> [What you are asked to do] Tally how many lines of these entries hold the string "court". Return the number alone.

> [Data excerpts]
_ _ _ _
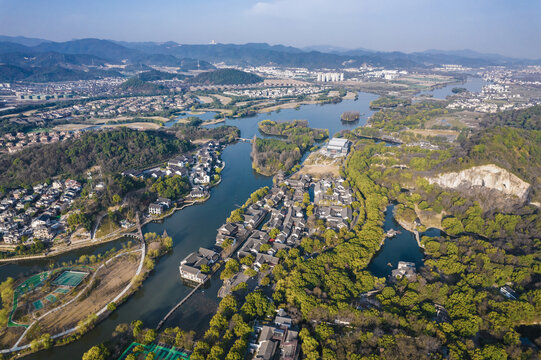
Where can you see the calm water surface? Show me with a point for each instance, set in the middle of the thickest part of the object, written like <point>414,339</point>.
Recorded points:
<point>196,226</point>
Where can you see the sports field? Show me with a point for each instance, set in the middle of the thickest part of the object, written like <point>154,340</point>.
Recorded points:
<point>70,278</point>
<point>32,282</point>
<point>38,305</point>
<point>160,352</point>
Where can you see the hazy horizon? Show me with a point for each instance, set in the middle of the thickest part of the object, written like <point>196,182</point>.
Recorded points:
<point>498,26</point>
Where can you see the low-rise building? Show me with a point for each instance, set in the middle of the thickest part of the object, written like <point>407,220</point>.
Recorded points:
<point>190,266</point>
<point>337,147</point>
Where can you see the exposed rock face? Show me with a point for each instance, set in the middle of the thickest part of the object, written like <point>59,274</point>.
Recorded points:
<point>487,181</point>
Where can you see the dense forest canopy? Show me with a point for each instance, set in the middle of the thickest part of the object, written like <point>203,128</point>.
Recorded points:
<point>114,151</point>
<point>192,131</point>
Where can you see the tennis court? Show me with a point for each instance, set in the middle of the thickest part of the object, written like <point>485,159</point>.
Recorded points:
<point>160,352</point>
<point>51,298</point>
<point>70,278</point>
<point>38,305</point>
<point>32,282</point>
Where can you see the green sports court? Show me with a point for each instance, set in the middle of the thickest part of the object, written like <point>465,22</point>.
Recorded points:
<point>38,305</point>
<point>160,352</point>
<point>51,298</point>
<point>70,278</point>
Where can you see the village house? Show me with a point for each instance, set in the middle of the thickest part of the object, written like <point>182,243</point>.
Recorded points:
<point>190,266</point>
_ _ _ _
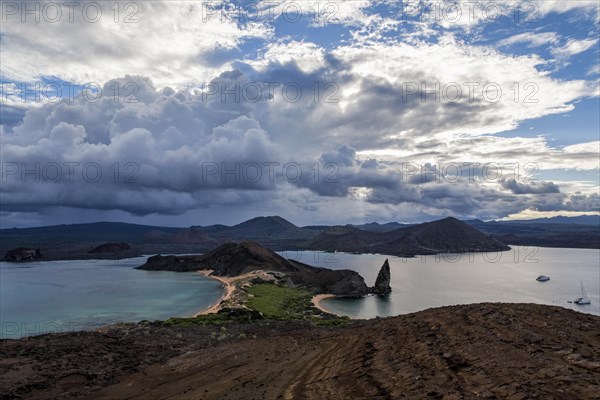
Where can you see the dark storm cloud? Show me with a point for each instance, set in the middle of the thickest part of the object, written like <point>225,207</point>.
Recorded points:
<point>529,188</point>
_ _ _ _
> [Answer to this task] 2